Stated exercise – Present the lines below as a Markdown table with two columns, Number and Line. Number each row and omit any blank lines.

Record excerpts –
»»
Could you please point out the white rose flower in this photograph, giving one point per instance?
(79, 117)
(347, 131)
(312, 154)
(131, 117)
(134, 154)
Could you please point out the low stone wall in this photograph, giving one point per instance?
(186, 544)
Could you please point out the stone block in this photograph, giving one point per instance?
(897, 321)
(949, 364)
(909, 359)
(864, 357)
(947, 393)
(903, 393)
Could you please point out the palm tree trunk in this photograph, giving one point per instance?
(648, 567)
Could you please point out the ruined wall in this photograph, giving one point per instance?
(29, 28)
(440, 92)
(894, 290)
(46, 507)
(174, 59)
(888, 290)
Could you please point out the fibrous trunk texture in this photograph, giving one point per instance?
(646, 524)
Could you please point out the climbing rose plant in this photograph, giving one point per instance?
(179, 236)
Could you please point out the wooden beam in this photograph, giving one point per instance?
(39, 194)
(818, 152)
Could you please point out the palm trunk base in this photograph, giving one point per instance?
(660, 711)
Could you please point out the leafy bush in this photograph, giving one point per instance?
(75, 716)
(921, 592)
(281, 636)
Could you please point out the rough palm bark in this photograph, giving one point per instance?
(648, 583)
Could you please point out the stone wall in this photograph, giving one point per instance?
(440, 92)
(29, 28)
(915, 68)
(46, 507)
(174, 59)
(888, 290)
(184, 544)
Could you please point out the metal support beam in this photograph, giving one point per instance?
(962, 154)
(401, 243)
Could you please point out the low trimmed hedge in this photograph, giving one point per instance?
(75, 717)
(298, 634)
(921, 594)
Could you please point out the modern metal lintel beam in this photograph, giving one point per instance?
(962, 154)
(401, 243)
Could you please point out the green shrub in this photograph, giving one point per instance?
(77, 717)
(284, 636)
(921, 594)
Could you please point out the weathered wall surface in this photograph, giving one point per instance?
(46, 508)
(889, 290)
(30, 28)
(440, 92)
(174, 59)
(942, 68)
««
Final result –
| Number | Line |
|---|---|
| 1 | Could you please point out the white rose flower in this photograph, giving one point per instance? |
| 2 | (79, 117) |
| 3 | (347, 131) |
| 4 | (312, 154) |
| 5 | (131, 117) |
| 6 | (134, 154) |
| 7 | Could you please point out the low stone wall in this photograph, giving one point per instance? |
| 8 | (186, 544) |
| 9 | Could you please point out the stone block in this photograph, giving one point per instance? |
| 10 | (897, 321) |
| 11 | (949, 364) |
| 12 | (909, 359) |
| 13 | (864, 357) |
| 14 | (947, 393) |
| 15 | (903, 393) |
| 16 | Could you please point out the palm tree trunk in this photograph, giving one point per instance? |
| 17 | (648, 567) |
| 18 | Could you please point out the ruined wall in this photograph, giving one point per instance? |
| 19 | (29, 28) |
| 20 | (440, 92) |
| 21 | (894, 290) |
| 22 | (46, 507) |
| 23 | (174, 59) |
| 24 | (888, 290) |
| 25 | Could you please point out the fibrous trunk texture in this photograph, giving one point per instance? |
| 26 | (646, 524) |
| 27 | Could you please point out the climbing rose plant in this photograph, giving one point per instance? |
| 28 | (179, 236) |
| 29 | Could you please point out the wooden beam in this photograph, giving one point per instance? |
| 30 | (39, 194) |
| 31 | (818, 152) |
| 32 | Could you please point out the palm trunk base in this photograph, giving one point per instance? |
| 33 | (660, 711) |
| 34 | Could you please point out the leafy bush in this photograph, giving one point per instance? |
| 35 | (75, 716) |
| 36 | (921, 592) |
| 37 | (281, 636) |
| 38 | Could you please point out the rough palm bark in this photograph, giving one point per instance? |
| 39 | (648, 583) |
| 40 | Could you please point out the stone wall in this photograph, giving one point per instance? |
| 41 | (440, 92) |
| 42 | (29, 28) |
| 43 | (915, 68) |
| 44 | (46, 507) |
| 45 | (174, 59) |
| 46 | (888, 290) |
| 47 | (184, 544) |
| 48 | Could you please point out the metal support beam in this photograph, giving one point per instance? |
| 49 | (962, 154) |
| 50 | (401, 243) |
| 51 | Could you please point out the low trimmed hedge in this photograph, giving one point per instance? |
| 52 | (75, 717) |
| 53 | (298, 634) |
| 54 | (921, 594) |
| 55 | Could you please point out the modern metal lintel beam in this photograph, giving one point per instance? |
| 56 | (962, 154) |
| 57 | (401, 243) |
| 58 | Could you please point out the green shrub in this photograph, giving one point per instance? |
| 59 | (77, 717) |
| 60 | (284, 636) |
| 61 | (921, 594) |
| 62 | Could you please point out the weathered wall surface in this photograph, giving one point per instance? |
| 63 | (46, 508) |
| 64 | (889, 290) |
| 65 | (30, 28) |
| 66 | (440, 92) |
| 67 | (174, 59) |
| 68 | (942, 68) |